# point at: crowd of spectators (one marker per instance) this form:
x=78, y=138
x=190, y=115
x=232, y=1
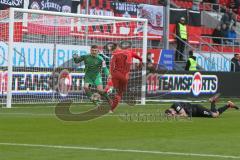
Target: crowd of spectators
x=225, y=32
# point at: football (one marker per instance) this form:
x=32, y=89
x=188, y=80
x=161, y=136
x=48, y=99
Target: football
x=96, y=97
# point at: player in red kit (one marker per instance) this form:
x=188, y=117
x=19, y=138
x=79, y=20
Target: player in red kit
x=120, y=66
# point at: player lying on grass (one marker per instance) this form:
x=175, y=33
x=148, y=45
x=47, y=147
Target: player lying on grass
x=120, y=67
x=197, y=110
x=93, y=66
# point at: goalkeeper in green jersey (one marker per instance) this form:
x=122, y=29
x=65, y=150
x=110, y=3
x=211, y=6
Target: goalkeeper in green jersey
x=93, y=66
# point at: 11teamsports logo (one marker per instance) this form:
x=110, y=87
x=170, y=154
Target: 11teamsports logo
x=196, y=84
x=181, y=84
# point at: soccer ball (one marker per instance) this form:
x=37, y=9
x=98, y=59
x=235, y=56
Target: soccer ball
x=96, y=97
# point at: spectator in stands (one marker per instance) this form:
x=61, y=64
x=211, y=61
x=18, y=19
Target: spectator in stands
x=150, y=65
x=191, y=64
x=217, y=35
x=232, y=35
x=235, y=65
x=224, y=30
x=228, y=18
x=182, y=36
x=195, y=5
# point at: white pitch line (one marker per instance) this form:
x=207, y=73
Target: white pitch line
x=120, y=150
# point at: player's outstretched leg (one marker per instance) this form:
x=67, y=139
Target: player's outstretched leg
x=117, y=99
x=232, y=105
x=88, y=91
x=228, y=105
x=214, y=98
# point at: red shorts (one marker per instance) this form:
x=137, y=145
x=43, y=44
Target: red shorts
x=120, y=81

★ ★ ★ ★ ★ ★ ★

(Exercise) Copy out the listing exactly as it stands, but not the pictures.

(Exercise answer)
# point at: crowd of spectators (one marker per instance) this form:
x=78, y=138
x=190, y=115
x=232, y=1
Target: crowd of spectators
x=225, y=32
# point at: football (one marker per instance) this form:
x=32, y=89
x=188, y=80
x=161, y=136
x=48, y=99
Target: football
x=96, y=97
# point at: player in red kit (one marker per instance) this form:
x=188, y=117
x=19, y=138
x=79, y=20
Target: player in red kit
x=120, y=66
# point at: player lying on grass (one marker per instance) this form:
x=175, y=33
x=148, y=45
x=47, y=147
Target: player lying on grass
x=120, y=67
x=197, y=110
x=93, y=66
# point at: goalkeeper in green jersey (one marker per instance) this form:
x=122, y=29
x=65, y=150
x=110, y=3
x=211, y=6
Target: goalkeeper in green jersey
x=93, y=66
# point at: 11teamsports logo (one marker per instance) this form:
x=110, y=87
x=170, y=154
Target: 11teamsports logo
x=196, y=84
x=181, y=84
# point at: soccer ball (one marker per instance) this form:
x=37, y=9
x=98, y=59
x=235, y=56
Target: soccer ball
x=96, y=97
# point at: spectator in stands (one marker per instance) this form:
x=61, y=64
x=211, y=61
x=18, y=19
Target: spectator in stands
x=150, y=65
x=191, y=64
x=217, y=35
x=232, y=35
x=235, y=65
x=224, y=30
x=228, y=18
x=182, y=36
x=195, y=5
# point at: white pitch line (one marker per instance) this form:
x=207, y=73
Target: white pitch line
x=120, y=150
# point at: player's outstretched leg (one marker per instance) this form:
x=67, y=139
Target: player's outstretched leg
x=117, y=99
x=232, y=105
x=88, y=91
x=228, y=105
x=214, y=98
# point at: red shorts (one marker per instance) this form:
x=137, y=145
x=43, y=44
Target: red shorts
x=120, y=81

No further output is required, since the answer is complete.